Point annotation dataset records:

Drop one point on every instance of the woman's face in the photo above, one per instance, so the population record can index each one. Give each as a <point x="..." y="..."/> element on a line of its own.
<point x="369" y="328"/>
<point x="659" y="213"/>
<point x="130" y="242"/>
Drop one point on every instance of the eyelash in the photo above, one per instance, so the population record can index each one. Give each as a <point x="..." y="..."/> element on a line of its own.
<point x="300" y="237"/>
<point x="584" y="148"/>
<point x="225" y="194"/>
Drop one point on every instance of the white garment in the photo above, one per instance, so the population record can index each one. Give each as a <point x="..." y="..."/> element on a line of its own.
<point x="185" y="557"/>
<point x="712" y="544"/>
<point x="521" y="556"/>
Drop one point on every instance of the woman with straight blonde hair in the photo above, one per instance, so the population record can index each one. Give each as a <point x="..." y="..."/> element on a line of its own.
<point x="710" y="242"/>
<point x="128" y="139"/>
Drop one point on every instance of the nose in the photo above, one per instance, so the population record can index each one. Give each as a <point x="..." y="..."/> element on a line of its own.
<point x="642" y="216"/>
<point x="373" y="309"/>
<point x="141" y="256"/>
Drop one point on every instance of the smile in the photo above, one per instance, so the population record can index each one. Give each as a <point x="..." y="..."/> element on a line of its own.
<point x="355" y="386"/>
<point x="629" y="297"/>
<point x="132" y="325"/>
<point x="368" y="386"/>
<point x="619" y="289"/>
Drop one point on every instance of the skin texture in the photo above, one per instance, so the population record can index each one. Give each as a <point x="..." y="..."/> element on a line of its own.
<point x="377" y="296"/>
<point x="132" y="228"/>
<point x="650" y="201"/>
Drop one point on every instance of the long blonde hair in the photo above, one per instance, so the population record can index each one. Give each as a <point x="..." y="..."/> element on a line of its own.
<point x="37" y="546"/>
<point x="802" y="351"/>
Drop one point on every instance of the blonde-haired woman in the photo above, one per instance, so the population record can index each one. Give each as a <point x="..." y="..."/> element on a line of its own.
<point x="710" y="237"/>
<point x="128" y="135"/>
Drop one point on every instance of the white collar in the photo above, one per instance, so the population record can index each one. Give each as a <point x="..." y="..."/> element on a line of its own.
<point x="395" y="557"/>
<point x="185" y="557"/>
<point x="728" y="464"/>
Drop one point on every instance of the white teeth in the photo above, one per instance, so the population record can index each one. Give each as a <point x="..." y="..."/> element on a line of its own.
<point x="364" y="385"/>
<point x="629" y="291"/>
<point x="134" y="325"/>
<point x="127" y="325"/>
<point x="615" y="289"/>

- [Aim]:
Recast every line of the listing above as a Markdown table with two columns, Row and Text, giving each line its row number and omitting blank lines.

- [Solution]:
| Row | Text |
|---|---|
| 1 | Drop one point on every instance of the woman's face in the photo above, one per instance, so the population record can index each one. Give each as a <point x="..." y="..."/> element on a line of its own. |
| 2 | <point x="369" y="328"/> |
| 3 | <point x="659" y="213"/> |
| 4 | <point x="130" y="242"/> |
| 5 | Drop one point on every instance of the eyelash in the photo above, one per instance, so the population record can index each one. Give each as a <point x="..." y="..."/> element on a line of its own. |
| 6 | <point x="300" y="237"/> |
| 7 | <point x="584" y="148"/> |
| 8 | <point x="225" y="194"/> |
| 9 | Drop one point on every instance of the white garment in the photo above, one per instance, so the population record can index each one. Give each as a <point x="..." y="..."/> element on a line of its own. |
| 10 | <point x="185" y="557"/> |
| 11 | <point x="712" y="544"/> |
| 12 | <point x="521" y="556"/> |
| 13 | Drop one point on every instance of the woman with straight blonde hair in the photo above, one per instance, so the population record can index each one. Give each as a <point x="..." y="..."/> element on a line of its own. |
| 14 | <point x="710" y="242"/> |
| 15 | <point x="128" y="139"/> |
| 16 | Drop one point on every instance of the nose in the photo above, one per instance, so the population record can index each one. Give each as a <point x="..." y="..."/> element on a line of its own. |
| 17 | <point x="642" y="216"/> |
| 18 | <point x="373" y="309"/> |
| 19 | <point x="141" y="256"/> |
| 20 | Drop one point on every instance of the smile in the photo above, one per instance, so the population record can index each one. Give each as a <point x="..." y="..."/> element on a line of its own. |
| 21 | <point x="355" y="386"/> |
| 22 | <point x="629" y="297"/> |
| 23 | <point x="132" y="325"/> |
| 24 | <point x="368" y="386"/> |
| 25 | <point x="619" y="289"/> |
| 26 | Drop one point on every instance of the skin texture in the photo above, one per instance, so the population record can index each one. Give each as a <point x="..." y="..."/> element on a line of its own. |
| 27 | <point x="377" y="296"/> |
| 28 | <point x="132" y="228"/> |
| 29 | <point x="650" y="201"/> |
| 30 | Drop one point on every instance of the long blonde hair in the photo above, one per instance, so the population record can index each one. Give each as a <point x="..." y="..."/> element on a line of its own. |
| 31 | <point x="37" y="546"/> |
| 32 | <point x="802" y="351"/> |
| 33 | Drop one point on every instance of the blonde-haired woman in the photo above, one per instance, so the population record can index each one. Give each as a <point x="..." y="..."/> element on a line of its own. |
| 34 | <point x="710" y="237"/> |
| 35 | <point x="128" y="135"/> |
| 36 | Drop one point on every instance of the white collar in the photo above, one per instance, so the population record can index each one. Give each as a <point x="..." y="..."/> element on a line of its own. |
| 37 | <point x="395" y="557"/> |
| 38 | <point x="185" y="557"/> |
| 39 | <point x="728" y="464"/> |
| 40 | Drop one point on every instance of the white teeth in the photo above, one per instance, so the population record can index each one. Give each as a <point x="..." y="..."/> element on a line of its own. |
| 41 | <point x="364" y="385"/> |
| 42 | <point x="629" y="291"/> |
| 43 | <point x="134" y="325"/> |
| 44 | <point x="127" y="325"/> |
| 45 | <point x="615" y="289"/> |